**Written exercise:**
Give the lines again from the beginning through the line with "M110 107L112 127L114", switching "leafy tree" to "tall tree" and changing nothing else.

----

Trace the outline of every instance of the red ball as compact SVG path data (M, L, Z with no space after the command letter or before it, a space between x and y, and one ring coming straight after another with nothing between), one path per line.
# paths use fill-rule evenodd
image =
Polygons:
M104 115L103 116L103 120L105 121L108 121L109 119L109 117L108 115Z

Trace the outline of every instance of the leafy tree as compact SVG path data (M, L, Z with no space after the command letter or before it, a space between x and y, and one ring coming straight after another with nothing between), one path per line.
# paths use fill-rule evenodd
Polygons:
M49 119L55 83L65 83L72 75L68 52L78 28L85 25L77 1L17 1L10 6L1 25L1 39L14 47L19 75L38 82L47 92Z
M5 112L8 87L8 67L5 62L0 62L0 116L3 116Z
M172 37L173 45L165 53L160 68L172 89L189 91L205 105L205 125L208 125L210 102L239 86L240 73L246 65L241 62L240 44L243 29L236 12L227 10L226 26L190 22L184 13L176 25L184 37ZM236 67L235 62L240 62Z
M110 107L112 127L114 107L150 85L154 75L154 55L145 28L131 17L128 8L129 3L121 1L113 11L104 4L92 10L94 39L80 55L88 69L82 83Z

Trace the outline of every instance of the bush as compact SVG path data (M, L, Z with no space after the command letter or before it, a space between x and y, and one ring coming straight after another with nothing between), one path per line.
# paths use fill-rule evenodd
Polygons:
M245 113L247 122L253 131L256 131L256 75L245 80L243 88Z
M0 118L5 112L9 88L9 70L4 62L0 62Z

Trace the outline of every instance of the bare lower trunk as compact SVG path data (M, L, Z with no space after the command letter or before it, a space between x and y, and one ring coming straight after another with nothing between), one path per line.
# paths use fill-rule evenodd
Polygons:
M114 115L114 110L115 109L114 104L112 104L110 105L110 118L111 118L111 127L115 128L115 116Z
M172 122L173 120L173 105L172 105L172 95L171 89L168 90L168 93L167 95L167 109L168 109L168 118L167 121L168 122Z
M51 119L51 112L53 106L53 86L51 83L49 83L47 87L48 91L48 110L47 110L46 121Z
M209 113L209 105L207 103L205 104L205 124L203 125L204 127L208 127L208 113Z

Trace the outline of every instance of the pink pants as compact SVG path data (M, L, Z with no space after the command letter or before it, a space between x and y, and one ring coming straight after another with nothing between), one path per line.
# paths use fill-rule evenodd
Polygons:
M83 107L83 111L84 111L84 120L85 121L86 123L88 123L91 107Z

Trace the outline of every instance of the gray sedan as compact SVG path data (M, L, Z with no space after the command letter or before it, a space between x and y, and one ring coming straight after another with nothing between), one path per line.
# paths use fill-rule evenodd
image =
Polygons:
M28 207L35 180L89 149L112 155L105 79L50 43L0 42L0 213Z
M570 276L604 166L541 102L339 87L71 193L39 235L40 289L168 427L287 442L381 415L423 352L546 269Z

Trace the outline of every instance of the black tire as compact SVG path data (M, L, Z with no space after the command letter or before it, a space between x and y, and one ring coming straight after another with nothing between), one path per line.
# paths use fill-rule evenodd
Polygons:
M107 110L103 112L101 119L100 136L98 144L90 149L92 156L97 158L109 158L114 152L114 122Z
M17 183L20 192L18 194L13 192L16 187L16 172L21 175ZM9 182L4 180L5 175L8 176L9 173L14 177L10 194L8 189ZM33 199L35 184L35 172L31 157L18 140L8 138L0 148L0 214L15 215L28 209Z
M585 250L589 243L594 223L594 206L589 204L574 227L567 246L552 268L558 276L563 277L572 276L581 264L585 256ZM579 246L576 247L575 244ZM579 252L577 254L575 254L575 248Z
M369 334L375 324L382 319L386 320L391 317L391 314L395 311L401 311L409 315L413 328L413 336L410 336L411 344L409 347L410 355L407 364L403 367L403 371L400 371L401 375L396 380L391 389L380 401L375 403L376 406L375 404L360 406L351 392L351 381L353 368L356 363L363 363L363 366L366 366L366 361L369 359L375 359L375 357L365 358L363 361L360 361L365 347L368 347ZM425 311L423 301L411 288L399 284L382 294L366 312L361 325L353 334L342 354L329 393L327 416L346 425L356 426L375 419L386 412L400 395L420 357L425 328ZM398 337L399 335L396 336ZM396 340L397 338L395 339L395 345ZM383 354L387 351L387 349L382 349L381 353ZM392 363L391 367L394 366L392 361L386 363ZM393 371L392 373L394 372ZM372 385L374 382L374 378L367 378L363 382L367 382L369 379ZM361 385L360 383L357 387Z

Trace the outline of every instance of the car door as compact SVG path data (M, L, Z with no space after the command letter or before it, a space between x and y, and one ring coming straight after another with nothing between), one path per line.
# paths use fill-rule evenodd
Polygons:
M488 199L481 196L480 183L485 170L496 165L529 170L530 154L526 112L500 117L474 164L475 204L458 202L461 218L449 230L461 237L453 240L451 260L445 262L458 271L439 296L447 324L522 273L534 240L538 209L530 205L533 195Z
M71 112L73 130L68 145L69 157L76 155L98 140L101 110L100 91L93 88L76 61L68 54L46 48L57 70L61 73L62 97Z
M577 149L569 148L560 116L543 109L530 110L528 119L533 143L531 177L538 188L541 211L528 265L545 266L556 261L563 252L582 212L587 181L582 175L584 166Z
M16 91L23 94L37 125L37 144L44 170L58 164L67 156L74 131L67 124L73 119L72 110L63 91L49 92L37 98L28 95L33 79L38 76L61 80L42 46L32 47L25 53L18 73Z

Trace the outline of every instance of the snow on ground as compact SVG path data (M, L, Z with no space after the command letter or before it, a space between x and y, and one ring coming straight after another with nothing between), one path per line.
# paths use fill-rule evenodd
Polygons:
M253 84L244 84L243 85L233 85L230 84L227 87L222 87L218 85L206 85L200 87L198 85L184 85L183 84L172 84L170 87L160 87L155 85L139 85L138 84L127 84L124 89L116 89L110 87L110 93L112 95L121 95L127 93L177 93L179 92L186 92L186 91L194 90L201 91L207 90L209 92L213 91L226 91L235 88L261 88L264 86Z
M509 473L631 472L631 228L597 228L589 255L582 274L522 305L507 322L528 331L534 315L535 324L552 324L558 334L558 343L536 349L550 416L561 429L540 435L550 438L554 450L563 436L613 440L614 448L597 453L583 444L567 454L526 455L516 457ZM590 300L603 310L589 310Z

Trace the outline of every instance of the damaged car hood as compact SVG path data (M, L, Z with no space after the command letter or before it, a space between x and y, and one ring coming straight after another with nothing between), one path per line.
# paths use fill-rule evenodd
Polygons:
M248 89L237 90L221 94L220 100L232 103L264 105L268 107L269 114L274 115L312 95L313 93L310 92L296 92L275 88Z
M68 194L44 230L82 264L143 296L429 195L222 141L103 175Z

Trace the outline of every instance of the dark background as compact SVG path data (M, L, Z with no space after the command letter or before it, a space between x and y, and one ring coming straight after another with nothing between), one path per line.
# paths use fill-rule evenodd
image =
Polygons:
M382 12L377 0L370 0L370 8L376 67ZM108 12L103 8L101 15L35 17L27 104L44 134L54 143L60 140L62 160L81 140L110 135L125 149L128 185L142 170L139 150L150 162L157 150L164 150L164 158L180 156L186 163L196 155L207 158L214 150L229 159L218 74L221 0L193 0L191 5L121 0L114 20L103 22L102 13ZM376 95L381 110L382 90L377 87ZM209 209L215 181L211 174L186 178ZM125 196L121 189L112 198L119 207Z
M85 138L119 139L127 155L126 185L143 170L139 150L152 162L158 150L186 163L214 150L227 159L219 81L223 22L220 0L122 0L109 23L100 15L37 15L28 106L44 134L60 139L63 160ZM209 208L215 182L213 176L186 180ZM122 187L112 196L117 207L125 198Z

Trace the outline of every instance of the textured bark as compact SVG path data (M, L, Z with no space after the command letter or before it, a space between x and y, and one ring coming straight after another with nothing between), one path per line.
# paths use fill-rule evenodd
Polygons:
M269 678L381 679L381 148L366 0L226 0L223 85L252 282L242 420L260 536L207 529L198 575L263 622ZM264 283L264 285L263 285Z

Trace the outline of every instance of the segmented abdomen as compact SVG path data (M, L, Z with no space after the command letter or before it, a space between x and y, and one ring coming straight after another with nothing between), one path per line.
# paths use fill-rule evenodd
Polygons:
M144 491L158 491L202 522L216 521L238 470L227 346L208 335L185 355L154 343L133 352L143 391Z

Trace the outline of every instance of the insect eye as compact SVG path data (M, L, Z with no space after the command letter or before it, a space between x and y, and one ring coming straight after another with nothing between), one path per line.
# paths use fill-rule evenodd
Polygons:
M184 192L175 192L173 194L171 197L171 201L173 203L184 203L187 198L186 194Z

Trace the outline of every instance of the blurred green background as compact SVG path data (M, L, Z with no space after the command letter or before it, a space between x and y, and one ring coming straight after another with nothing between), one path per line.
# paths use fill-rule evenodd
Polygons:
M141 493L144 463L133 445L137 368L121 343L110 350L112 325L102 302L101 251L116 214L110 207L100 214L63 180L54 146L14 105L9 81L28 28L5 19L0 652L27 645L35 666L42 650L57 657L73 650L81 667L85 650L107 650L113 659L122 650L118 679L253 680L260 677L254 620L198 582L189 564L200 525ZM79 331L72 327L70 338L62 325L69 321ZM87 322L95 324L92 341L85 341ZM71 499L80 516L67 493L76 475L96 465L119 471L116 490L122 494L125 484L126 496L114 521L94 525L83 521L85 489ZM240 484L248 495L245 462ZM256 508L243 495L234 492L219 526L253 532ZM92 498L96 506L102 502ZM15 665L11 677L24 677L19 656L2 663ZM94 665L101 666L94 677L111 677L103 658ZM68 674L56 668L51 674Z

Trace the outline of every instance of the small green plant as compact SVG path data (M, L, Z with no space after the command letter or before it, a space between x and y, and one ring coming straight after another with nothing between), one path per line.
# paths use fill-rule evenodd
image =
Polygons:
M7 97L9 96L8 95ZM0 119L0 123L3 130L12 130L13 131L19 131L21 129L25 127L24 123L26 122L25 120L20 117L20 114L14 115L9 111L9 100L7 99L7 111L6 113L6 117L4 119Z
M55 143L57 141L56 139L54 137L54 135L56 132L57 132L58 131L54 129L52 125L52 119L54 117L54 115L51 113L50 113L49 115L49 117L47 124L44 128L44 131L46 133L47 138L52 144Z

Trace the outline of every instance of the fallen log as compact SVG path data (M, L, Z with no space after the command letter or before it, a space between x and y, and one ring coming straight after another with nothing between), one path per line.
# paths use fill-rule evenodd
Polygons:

----

**The result:**
Trace the outline of every instance of the red ball as compact SVG path data (M, L, Z with no space after the command letter or before it, a space between x and y, and one ring coming straight after another with nothing between), one path per line.
# paths use fill-rule evenodd
image =
Polygons:
M104 115L103 116L103 120L105 121L108 121L109 119L109 117L108 115Z

Trace the outline of every instance of the tall tree as compact SVG path data (M, L, Z with no space after the command letter or before it, a space between x and y, and one ring coming straight after another with nothing between), one path per line.
# paths use fill-rule evenodd
Polygons:
M49 119L55 83L65 83L72 75L68 52L78 28L85 25L77 1L17 1L10 6L1 25L1 39L14 47L19 75L38 82L47 92Z
M5 112L8 87L8 67L5 62L0 62L0 116L3 116Z
M172 37L173 45L165 53L160 68L172 89L189 91L205 105L205 125L208 125L210 102L239 86L240 73L246 65L241 62L240 44L243 29L236 12L227 10L226 26L190 22L184 13L176 25L184 37ZM236 67L235 62L240 62Z
M110 107L112 127L114 107L150 85L154 75L154 55L145 28L131 17L128 8L129 3L121 1L113 11L104 4L92 10L94 39L80 55L88 69L82 83Z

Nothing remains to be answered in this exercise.